EXTRAIT DU TEXTE:
====================

Je suis une enseignante de troisième année du primaire à La Prairie, sur la Rive-Sud de Montréal. J’exerce une profession que j’adore depuis maintenant une vingtaine d’années. De plus, j’ai la chance de travailler dans un milieu choyé.

Cependant, depuis quelques années, je déchante de plus en plus dans l’exercice quotidien de mon métier. Je suis en effet renversée par le manque de reconnaissance envers les enseignants et les enseignantes qui se manifeste dans la population de plus en plus ouvertement.

Pourtant, l’enseignement à nos jeunes enfants est à la base même d’une société bien organisée. Tout autant que nous sommes, médecins, infirmières ou infirmiers, comptables, avocates ou avocats ou autres, nous sommes tous passés par les mêmes bancs de l’école au primaire.

À mon désenchantement s’ajoute le fait qu’une proportion significative de mes collègues est fatiguée et à bout de souffle depuis le début de la pandémie.

Je ne suis certainement pas la seule à avoir l’impression de me retrouver parmi les laissés pour compte. Une grande importance a été accordée, avec raison, au personnel soignant et travailleurs de première ligne. Ils furent parmi les premiers à être vaccinés et des bonifications salariales leur ont même été accordées.

====================

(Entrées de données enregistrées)
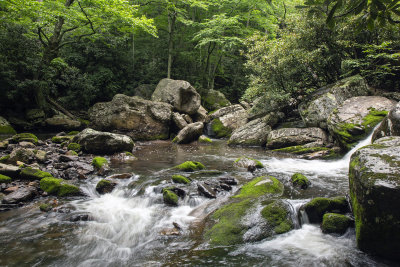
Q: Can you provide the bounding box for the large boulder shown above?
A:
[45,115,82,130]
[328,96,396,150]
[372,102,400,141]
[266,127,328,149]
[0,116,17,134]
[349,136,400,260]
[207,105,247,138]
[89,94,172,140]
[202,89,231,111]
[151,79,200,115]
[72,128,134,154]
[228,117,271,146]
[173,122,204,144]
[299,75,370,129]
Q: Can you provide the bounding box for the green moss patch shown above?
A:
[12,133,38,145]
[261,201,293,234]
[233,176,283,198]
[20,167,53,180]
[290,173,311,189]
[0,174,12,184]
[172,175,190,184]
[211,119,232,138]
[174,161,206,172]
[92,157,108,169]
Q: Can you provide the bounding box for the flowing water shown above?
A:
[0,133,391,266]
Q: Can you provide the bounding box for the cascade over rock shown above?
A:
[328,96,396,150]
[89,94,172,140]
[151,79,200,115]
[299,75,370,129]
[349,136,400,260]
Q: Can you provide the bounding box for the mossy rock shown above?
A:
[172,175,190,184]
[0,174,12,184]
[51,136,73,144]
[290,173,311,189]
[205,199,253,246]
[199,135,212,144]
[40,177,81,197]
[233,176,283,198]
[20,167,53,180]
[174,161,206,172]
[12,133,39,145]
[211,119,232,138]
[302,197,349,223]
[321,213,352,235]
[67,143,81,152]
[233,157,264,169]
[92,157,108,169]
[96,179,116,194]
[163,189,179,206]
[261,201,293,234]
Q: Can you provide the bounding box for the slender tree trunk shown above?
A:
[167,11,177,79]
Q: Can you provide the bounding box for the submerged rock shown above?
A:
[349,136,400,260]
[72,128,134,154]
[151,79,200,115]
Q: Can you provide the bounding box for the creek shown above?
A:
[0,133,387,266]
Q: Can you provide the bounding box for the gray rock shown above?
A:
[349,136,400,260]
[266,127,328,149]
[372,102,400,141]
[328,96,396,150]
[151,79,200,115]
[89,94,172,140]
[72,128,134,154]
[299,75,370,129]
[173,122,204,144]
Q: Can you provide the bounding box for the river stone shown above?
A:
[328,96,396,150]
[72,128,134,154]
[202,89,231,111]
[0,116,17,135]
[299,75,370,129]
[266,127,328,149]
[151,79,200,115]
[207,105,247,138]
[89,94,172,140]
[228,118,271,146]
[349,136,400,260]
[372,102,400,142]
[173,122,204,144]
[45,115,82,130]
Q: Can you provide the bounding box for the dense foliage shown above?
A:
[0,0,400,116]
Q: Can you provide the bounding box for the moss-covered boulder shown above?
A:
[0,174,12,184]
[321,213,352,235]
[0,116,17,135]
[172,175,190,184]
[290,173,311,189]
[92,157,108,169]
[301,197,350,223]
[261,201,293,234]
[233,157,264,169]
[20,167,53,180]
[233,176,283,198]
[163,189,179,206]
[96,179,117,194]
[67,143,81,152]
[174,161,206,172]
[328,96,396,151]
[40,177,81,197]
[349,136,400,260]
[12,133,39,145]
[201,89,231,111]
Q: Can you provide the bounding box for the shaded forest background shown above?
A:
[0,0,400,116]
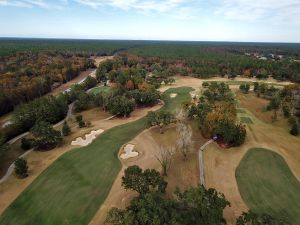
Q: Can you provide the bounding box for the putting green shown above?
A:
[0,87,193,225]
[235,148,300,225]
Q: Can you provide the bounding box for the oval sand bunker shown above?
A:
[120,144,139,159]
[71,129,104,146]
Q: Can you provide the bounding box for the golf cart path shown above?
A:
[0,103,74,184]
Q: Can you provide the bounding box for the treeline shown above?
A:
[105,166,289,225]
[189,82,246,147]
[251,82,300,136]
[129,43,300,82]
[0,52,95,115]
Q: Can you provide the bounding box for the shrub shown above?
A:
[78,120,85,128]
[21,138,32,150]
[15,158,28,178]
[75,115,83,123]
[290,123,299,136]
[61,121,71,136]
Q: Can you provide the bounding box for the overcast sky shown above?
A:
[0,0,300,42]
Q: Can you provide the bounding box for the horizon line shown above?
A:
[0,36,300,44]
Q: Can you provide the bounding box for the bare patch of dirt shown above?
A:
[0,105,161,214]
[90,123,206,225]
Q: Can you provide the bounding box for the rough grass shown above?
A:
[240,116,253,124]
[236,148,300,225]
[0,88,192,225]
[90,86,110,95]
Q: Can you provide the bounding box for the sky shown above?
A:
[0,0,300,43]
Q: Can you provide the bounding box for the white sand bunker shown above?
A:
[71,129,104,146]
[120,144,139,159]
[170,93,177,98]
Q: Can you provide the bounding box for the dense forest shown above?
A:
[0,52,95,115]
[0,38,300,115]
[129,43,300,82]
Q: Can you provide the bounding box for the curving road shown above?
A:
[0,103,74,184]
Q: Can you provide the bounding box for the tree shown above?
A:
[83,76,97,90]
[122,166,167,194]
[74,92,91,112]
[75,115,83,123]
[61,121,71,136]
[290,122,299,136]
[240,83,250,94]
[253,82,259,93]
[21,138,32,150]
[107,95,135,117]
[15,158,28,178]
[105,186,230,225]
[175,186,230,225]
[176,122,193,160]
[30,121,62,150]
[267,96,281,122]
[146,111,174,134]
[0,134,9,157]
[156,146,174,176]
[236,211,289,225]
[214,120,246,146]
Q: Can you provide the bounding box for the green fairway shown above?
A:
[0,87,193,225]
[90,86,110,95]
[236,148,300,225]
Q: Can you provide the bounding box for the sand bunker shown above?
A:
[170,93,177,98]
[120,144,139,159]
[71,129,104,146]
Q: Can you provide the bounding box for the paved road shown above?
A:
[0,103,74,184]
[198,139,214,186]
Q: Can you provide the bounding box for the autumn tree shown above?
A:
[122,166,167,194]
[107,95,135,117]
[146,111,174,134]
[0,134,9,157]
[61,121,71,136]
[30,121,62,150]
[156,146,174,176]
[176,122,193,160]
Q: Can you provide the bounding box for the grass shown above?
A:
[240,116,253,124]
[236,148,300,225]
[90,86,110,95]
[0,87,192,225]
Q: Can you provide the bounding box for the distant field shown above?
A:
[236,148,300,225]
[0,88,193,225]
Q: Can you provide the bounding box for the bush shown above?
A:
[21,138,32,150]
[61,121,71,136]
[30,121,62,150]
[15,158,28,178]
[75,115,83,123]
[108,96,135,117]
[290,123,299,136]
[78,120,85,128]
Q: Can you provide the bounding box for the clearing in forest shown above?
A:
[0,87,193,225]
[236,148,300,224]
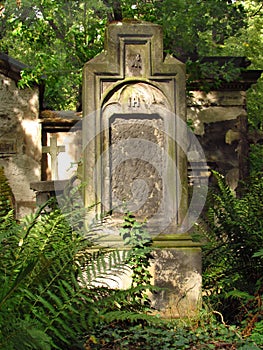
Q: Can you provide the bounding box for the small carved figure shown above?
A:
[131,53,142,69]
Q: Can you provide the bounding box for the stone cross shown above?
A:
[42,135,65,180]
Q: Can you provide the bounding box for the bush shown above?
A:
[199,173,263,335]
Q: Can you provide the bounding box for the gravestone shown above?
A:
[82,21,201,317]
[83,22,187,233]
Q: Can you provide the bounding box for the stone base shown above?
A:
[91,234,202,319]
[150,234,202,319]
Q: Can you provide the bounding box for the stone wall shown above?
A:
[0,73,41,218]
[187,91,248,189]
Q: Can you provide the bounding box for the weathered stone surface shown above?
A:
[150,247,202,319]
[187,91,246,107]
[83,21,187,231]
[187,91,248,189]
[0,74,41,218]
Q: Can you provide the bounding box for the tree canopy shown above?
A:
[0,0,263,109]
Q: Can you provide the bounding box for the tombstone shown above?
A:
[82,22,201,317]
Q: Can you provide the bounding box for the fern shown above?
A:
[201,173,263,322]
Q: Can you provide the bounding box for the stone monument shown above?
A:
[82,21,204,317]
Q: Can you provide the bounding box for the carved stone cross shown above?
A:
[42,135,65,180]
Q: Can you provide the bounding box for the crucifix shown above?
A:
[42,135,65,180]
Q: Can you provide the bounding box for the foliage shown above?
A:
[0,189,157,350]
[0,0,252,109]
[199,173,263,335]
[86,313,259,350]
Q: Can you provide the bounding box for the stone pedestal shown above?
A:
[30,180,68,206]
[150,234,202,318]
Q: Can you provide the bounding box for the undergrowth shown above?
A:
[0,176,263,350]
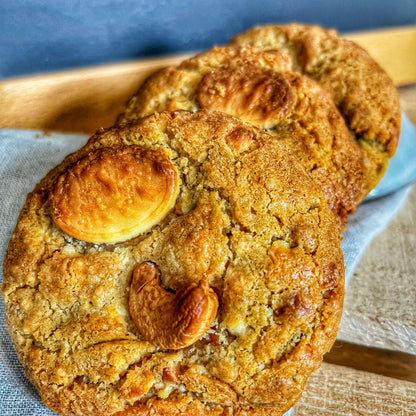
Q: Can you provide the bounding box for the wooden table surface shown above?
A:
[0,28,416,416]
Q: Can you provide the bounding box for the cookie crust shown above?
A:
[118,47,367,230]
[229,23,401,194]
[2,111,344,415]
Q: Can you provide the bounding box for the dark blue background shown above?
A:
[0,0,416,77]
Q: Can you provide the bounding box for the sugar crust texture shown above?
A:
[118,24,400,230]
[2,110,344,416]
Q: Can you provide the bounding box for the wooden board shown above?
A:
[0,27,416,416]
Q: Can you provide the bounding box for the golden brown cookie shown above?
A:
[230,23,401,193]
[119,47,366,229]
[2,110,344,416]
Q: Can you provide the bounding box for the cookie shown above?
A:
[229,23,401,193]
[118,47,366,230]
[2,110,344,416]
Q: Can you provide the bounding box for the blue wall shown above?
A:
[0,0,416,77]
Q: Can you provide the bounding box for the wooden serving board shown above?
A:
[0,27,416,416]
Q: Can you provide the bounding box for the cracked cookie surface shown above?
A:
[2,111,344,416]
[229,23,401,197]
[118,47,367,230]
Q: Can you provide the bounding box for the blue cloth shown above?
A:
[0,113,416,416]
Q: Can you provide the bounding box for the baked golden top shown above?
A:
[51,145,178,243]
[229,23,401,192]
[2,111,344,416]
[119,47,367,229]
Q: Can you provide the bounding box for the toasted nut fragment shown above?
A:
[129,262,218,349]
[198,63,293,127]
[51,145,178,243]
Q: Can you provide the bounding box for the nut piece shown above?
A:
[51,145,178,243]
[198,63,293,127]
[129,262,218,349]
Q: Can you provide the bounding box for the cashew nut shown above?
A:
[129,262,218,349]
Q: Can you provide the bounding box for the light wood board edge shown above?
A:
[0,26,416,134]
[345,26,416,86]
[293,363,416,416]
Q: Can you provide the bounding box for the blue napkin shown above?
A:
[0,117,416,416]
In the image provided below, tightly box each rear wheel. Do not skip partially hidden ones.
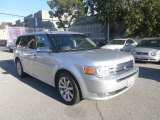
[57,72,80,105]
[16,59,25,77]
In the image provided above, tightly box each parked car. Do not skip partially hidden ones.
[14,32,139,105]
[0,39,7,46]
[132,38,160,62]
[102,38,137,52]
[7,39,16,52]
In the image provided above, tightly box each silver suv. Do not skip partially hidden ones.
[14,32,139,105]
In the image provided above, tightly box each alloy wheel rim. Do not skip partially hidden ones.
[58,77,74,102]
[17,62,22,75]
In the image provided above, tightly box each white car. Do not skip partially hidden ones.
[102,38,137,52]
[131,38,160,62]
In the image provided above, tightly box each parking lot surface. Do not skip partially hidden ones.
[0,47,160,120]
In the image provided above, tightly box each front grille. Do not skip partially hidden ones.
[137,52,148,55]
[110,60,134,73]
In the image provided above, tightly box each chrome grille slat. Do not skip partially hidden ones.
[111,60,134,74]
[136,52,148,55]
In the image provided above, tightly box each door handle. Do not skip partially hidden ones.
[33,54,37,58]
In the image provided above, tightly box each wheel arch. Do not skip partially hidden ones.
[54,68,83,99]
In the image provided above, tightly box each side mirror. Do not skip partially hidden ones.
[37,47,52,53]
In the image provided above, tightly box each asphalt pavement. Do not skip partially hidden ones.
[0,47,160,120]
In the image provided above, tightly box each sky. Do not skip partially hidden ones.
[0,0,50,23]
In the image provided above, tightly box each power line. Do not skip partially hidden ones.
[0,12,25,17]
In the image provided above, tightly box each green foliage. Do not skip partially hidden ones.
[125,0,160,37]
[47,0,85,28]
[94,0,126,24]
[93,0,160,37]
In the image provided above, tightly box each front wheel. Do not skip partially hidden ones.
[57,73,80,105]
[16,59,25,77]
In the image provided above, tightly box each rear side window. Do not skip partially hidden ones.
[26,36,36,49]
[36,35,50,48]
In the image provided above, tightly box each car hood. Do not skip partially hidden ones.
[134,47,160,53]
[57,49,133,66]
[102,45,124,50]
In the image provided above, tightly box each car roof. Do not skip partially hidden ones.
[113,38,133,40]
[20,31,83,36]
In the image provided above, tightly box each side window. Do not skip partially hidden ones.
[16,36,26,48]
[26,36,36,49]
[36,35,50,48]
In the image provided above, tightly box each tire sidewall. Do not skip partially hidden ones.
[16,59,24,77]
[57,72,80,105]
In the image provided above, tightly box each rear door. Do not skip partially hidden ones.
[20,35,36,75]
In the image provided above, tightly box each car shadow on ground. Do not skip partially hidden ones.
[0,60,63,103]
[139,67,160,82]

====================

EXERCICES À FAIRE:
a – Reproduisez mot pour mot le texte de l'enseignante, depuis « Cependant, depuis quelques » jusqu'à « début de la pandémie. » inclus.
b – Dans le texte de l'enseignante, quelles professions sont énumérées dans la phrase qui commence par « Tout autant que nous sommes » ?
c – Poursuivez le texte de l'enseignante à partir de sa dernière phrase.
Les items n'interviennent pas dans ce travail.

CORRIGÉ:
a –
Cependant, depuis quelques années, je déchante de plus en plus dans l’exercice quotidien de mon métier. Je suis en effet renversée par le manque de reconnaissance envers les enseignants et les enseignantes qui se manifeste dans la population de plus en plus ouvertement.

Pourtant, l’enseignement à nos jeunes enfants est à la base même d’une société bien organisée. Tout autant que nous sommes, médecins, infirmières ou infirmiers, comptables, avocates ou avocats ou autres, nous sommes tous passés par les mêmes bancs de l’école au primaire.

À mon désenchantement s’ajoute le fait qu’une proportion significative de mes collègues est fatiguée et à bout de souffle depuis le début de la pandémie.

b – médecins, infirmières ou infirmiers, comptables, avocates ou avocats

c –
Je suis en total accord avec tout cela. Mais pourquoi nous, les enseignants et enseignantes du primaire qui sommes en contact direct avec les jeunes et qui sommes exposés quotidiennement à cette partie de la population la moins vaccinée, n’avons-nous pas obtenu ce même accès rapide aux vaccins ou aux tests rapides ? Croyez-vous vraiment qu’il est possible de garder 2 mètres de distance avec plus d’une vingtaine d’enfants dans un local de classe ?

La relève se fait désirer

Je suis inquiète pour la relève de ma profession. Il est vrai que je n’ai pas à demander de vacances en été ou lors de la période des Fêtes, mais une enseignante ne gagne même pas 50 000 $ par année au début de sa carrière malgré quatre années d’études universitaires. J’ai deux filles et je ne leur conseillerais pas d’exercer ce métier tellement son prestige d’antan a disparu.

Le recrutement de nouveaux enseignants est si pénible qu’on permet maintenant à un étudiant ayant une seule session de complétée à son bac en enseignement ou ayant échoué l’examen de français de venir faire du remplacement. D’autres professionnels n’ayant pas les compétences requises se retrouvent également à enseigner aux enfants. Comment en sommes-nous venus là ?

J’aimerais également que les parents comprennent notre réalité et qu’ils parlent en bien de nous à leurs enfants. Ils doivent faire équipe avec nous et avoir confiance.

L’enseignement aujourd’hui n’est plus seulement une question d’instruction et d’éducation puisque nous épaulons les parents dans leur travail pour bien élever leurs enfants.

Les enseignants du primaire doivent se sentir valorisés et respectés. Cette profession doit recommencer à intéresser les jeunes.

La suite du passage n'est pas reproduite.